**Problems to work on:**
1. In the financial services flashcards, turn the paragraph starting "Dealing in investments as principal" into a short list that keeps its main facts.
2. Return word for word the passage of the financial services flashcards that opens with the words containing "No - stringent" and closes with "financial services regulations?".

**Quoted text:**

* * *

Regulation of Financial Services Flashcards
How is the provision of financial services regulated in the UK?
Financial Services and Markets Act 2000
Will many law firms obtain FCA authorisation?
No - stringent level of regulation + small proportion of work for clients requiring authorisation = not cost-efficient
What is the general prohibition under s19(1) of FSMA and what is a breach of it?
- No person may carry on a regulated activity unless he is an authorised person or exempt person
- Breach = criminal offence
So solicitor must assess whether activity is governed by s19
What are the 2 components of a ‘regulated activity’?
A specified investment + specified activity
E.g. advising on the merits (activity) of shares (investment)
What if the activity being proposed to by a client is governed by s19(1) and the solicitor is not an authorised nor exempt person?
They should refer the client to an independent financial advisor authorised by the FCA instead
Why should lawyers make clients aware of the scope of financial services regulations?
- So lawyer does not commit offence
- They can properly advise clients about their own statutory constraints
What are the steps of the Financial Services Decision Tree?
- Is the investment ‘specified’ under FSMA? If yes…
- Is the activity a ‘specified activity’ under FSMA? If yes…
- Is the activity excluded under FSMA? If no…
- Does the activity fulfil the basic conditions in s327 of FSMA and SRA Scope Rule 2? If yes = exemption is possible, if no = authorisation is required
What are the specified investments?
Step 1
- Rights under contract of insurance
- Shares
- Instruments creating/acknowledging indebtedness (inc bonds)
- Government/public securities
- Rights under a pension scheme
- Regulated mortgage contracts (covers typical home buyer’s mortgage but not a loan to buy an office or loan to companies)
If not specified, FSMA does not apply + no authorisation required
What are the 4 ‘specified activities’?
Step 2
Person will not require authorisation unless they are carrying out a specified activity by way of business in relation to the specified investment
- Dealing in investments as principal or as an agent - inc buying, selling, subscribing or underwriting securities (shares, GOV securities, rights under pension scheme) or contractually based investments
- Arranging deals in investments
- Managing investments (exercising discretion re investments that are securities/contractually based investments)

* * *

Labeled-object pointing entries
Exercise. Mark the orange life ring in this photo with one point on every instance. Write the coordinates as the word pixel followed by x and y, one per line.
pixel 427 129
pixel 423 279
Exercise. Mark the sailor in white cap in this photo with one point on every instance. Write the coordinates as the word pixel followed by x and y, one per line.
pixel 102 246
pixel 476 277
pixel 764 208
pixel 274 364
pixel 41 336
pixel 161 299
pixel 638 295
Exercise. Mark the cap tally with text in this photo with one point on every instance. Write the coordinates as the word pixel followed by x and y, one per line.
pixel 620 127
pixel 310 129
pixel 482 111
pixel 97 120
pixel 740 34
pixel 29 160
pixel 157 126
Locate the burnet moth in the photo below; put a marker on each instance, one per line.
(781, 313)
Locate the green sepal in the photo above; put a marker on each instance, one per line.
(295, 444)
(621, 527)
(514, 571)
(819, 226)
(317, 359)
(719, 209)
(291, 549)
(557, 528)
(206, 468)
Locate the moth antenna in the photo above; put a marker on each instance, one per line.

* * *

**The solutions:**
1.
- Dealing in investments, either as principal or as agent
- Includes buying, selling, subscribing for or underwriting securities (shares, government securities, rights under a pension scheme)
- Also covers contractually based investments

2.
No - stringent level of regulation + small proportion of work for clients requiring authorisation = not cost-efficient
What is the general prohibition under s19(1) of FSMA and what is a breach of it?
- No person may carry on a regulated activity unless he is an authorised person or exempt person
- Breach = criminal offence
So solicitor must assess whether activity is governed by s19
What are the 2 components of a ‘regulated activity’?
A specified investment + specified activity
E.g. advising on the merits (activity) of shares (investment)
What if the activity being proposed to by a client is governed by s19(1) and the solicitor is not an authorised nor exempt person?
They should refer the client to an independent financial advisor authorised by the FCA instead
Why should lawyers make clients aware of the scope of financial services regulations?